→ Text excerpt:
- Opening Delimiter -
In June 1991, My Feudal Lord was released by Vanguard Books, a company owned by journalists Najam Sethi and Jugnu Mohsin. It was an "instant sensation" and later became the "hottest book in Pakistan's history". Durrani refuted having signed a contract vesting complete foreign rights with Mohsin of foreign royalties and a commitment to that to continue even after her lifetime, binding her five children to the same contract.[5]

On 19 May 1999, however, Durrani called a press conference to denounce Sethi as having stolen all of her earnings from the book, stating that his actions were "an even bigger case of hypocrisy than my experience with the feudal system". At the time, Sethi was being detained without charge by Inter-Services Intelligence for his comments to a British Broadcasting Corporation news team about government corruption. Durrani sued Sethi for mental torture, and he countersued for defamation. An earlier dispute over the foreign rights had been settled out of court in 1992. A review of the contracts by the UK newspaper The Independent described Sethi as acting in good faith and described him and Mohsin as "the injured party".[5]

Current activities[edit]

Since 2005, Durrani is associated with work for the social rehabilitation of women .[6] In 2001, Durrani publicly took on the caregiver role of Fakhra Younus, the former wife of Bilal Khar, the son of Khar from his third marriage, after the former had been a victim of an acid attack allegedly at the hands of her husband who even refused to let her undergo treatment. Durrani arranged to take Yunas abroad, capturing media attention and spurring her commitment to bring Khar, convicted of the attack, to trial. When Fakhra was denied a passport to leave Pakistan to undergo surgery, because the government feared that the news would soil the reputation of Pakistan. But later, under the print media and public mobilised by Durrani, the government allowed her to leave Pakistan,[7] who was also successfully able to provide reconstructive surgery free-of-cost to Fakhra, courtesy of the Italian cosmetics firm Sant'Angelica and the government of Italy.[3] Smile Again, an Italian NGO under its president clarice Felli was brought in to work in Pakistan for many mutilated women until, for financial discrepancies it fell out with the Pakistan chapter run by Musarat Misba of Depilex and closed down the Italian Mother concern in Pakistan.[8] However, after twelve years of misery, Fakhra committed suicide on 17 March 2012 and was buried in Karachi a day later. Durrani received her body draped in an Italian and Pakistan flag.The funeral prayers for Yunas took place at Edhi centre Kharadar.[9] Durrani resides in Lahore with her husband, Shahbaz Sharif, brother of Nawaz Sharif, the current Chief Minister of Punjab whom she married at a private but well attended ceremony in Dubai in 2003.[10][11][12] Upon divorcing Khar, she signed away all financial support, lost custody of her children, her name, social standing and was disowned by her parents.[13] Only when Khar remarried, she did regain custody of her four children.
- Closing Delimiter -
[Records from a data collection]
- Opening Delimiter -
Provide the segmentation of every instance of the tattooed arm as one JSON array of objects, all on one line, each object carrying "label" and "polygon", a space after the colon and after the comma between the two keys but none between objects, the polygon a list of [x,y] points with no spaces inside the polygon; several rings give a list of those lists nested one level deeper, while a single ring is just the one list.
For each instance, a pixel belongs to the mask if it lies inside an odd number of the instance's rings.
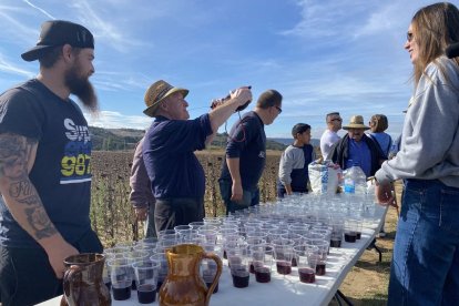
[{"label": "tattooed arm", "polygon": [[0,134],[0,194],[16,222],[44,248],[57,277],[62,278],[63,259],[79,252],[57,231],[29,178],[37,147],[37,140]]}]

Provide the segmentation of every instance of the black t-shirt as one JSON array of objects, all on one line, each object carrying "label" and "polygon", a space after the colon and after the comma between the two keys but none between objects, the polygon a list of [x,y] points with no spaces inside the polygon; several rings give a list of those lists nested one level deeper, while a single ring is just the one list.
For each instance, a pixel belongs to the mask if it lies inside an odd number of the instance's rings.
[{"label": "black t-shirt", "polygon": [[[266,134],[265,125],[255,112],[245,113],[233,125],[226,157],[239,159],[243,188],[256,190],[266,164]],[[223,162],[221,180],[232,181],[226,161]]]},{"label": "black t-shirt", "polygon": [[[91,228],[91,137],[81,110],[33,79],[0,95],[0,133],[38,141],[29,177],[58,231],[69,243]],[[38,246],[0,198],[2,245]]]}]

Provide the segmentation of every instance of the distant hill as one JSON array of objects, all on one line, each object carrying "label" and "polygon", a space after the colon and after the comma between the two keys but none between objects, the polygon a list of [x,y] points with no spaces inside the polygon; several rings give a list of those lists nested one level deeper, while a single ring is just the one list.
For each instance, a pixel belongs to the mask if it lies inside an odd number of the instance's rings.
[{"label": "distant hill", "polygon": [[[143,137],[145,131],[135,129],[103,129],[89,128],[94,151],[134,150],[135,144]],[[223,150],[226,146],[227,134],[217,134],[212,141],[211,150]],[[290,140],[292,142],[292,140]],[[287,144],[289,144],[288,142]],[[266,149],[283,151],[287,145],[276,139],[267,139]]]}]

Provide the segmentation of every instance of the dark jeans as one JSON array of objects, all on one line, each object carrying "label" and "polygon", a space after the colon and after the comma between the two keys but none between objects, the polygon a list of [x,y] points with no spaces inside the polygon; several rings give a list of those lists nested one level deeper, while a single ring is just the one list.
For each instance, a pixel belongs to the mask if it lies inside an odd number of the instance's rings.
[{"label": "dark jeans", "polygon": [[203,221],[204,197],[156,198],[154,223],[156,234],[163,230],[173,230],[176,225]]},{"label": "dark jeans", "polygon": [[388,305],[458,305],[459,188],[406,180]]},{"label": "dark jeans", "polygon": [[[90,231],[73,246],[80,253],[102,253]],[[35,305],[62,294],[62,279],[55,277],[43,248],[0,246],[0,293],[2,306]]]},{"label": "dark jeans", "polygon": [[149,205],[149,214],[145,222],[145,238],[156,237],[156,227],[154,225],[154,203],[150,203]]},{"label": "dark jeans", "polygon": [[255,206],[259,204],[259,190],[243,190],[243,200],[241,202],[231,201],[233,183],[225,180],[220,180],[220,194],[226,206],[226,215],[235,211],[245,210],[248,206]]}]

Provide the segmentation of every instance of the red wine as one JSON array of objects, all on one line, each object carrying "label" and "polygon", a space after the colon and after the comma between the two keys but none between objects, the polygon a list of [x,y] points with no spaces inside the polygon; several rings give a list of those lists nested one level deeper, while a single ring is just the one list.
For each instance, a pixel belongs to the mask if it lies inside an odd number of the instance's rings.
[{"label": "red wine", "polygon": [[125,300],[131,297],[131,287],[115,288],[112,287],[114,300]]},{"label": "red wine", "polygon": [[325,275],[325,263],[317,263],[316,274],[317,275]]},{"label": "red wine", "polygon": [[271,282],[271,271],[268,267],[257,267],[255,269],[255,279],[258,283],[269,283]]},{"label": "red wine", "polygon": [[341,247],[341,239],[339,238],[330,239],[330,247]]},{"label": "red wine", "polygon": [[156,288],[151,284],[141,285],[137,288],[137,299],[141,304],[151,304],[156,300]]},{"label": "red wine", "polygon": [[233,285],[236,288],[248,287],[249,277],[251,277],[249,275],[247,275],[247,276],[233,275]]},{"label": "red wine", "polygon": [[292,262],[277,262],[276,267],[278,274],[287,275],[292,273]]},{"label": "red wine", "polygon": [[357,233],[356,232],[345,233],[345,242],[355,243],[356,239],[357,239]]},{"label": "red wine", "polygon": [[302,283],[314,283],[316,282],[316,274],[312,268],[298,268],[299,282]]},{"label": "red wine", "polygon": [[[217,284],[216,284],[216,286],[215,286],[215,288],[214,288],[213,294],[218,292],[218,283],[220,283],[220,282],[217,282]],[[212,286],[212,282],[211,282],[211,283],[205,283],[205,285],[207,286],[207,288],[210,288],[210,287]]]}]

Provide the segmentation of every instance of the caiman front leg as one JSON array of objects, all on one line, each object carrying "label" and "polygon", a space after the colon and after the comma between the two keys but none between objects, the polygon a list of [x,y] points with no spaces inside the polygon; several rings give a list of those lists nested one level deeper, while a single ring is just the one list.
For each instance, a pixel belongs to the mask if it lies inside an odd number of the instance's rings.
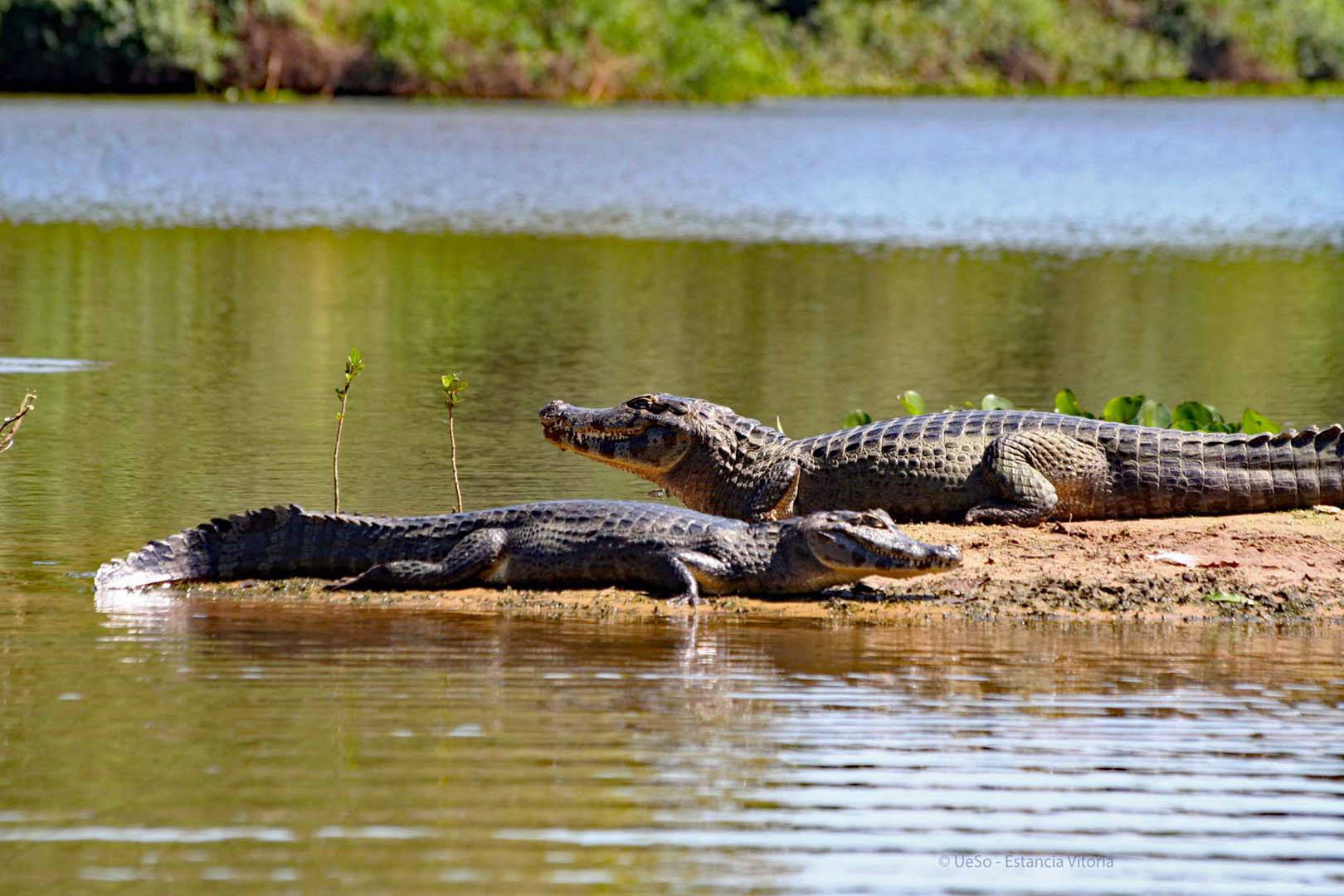
[{"label": "caiman front leg", "polygon": [[797,461],[784,461],[766,470],[761,484],[747,497],[743,519],[762,521],[793,516],[793,500],[798,497],[800,474],[801,469]]},{"label": "caiman front leg", "polygon": [[[1005,433],[980,461],[996,494],[966,512],[966,523],[1036,525],[1060,509],[1060,490],[1071,498],[1095,490],[1109,472],[1095,445],[1060,433]],[[1067,502],[1066,502],[1067,506]]]},{"label": "caiman front leg", "polygon": [[661,574],[667,575],[667,590],[672,592],[668,603],[700,603],[700,580],[695,575],[716,579],[727,574],[727,567],[708,553],[681,551],[664,557]]},{"label": "caiman front leg", "polygon": [[477,529],[453,545],[438,563],[426,560],[392,560],[371,566],[351,579],[327,586],[328,591],[403,591],[411,588],[452,588],[480,579],[504,559],[508,532]]}]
- Closing Delimiter -
Carry the passage about Durrani forward from its last sentence. These rows have no connection to the passage about Durrani.

→ Exercise answer:
Main works[edit]

My Feudal Lord has been translated into 39 languages and received many awards and recognition overseas in recognition of the author's courage.[3] and she is regarded as a role model by many women in Pakistan.

Her second book, A Mirror to the Blind, is the biography of Abdul Sattar Edhi, Pakistan's renowned and highly decorated social worker, as narrated to her during the three years in which she lived at Edhi home and accompanied him on his visits in the course of his daily life. The book was published by the National Bureau of Publications, of Edhi Foundation and is the official documentation of the Founders life and message. in 1996.[4]

Her third book, Blasphemy, from 1998 marked her return to controversy, and was another success.[14] In the novel she describes the secret lives of the Muslim clergy and spiritual leaders or pirs. Durrani declares that the story is factual, with some names and events altered to protect the identity of the woman, who is at the center of the story. The book also delves into a critical approach to the tradition and practice of Nikah Halala, which she has highlighted through several cases resulting in humiliation and torture of Muslim women.[15] The book also made it into Pakistan's best-seller list.[16] She has thus been engaged in highlighting gender-based violence in Pakistan's rural and urban society.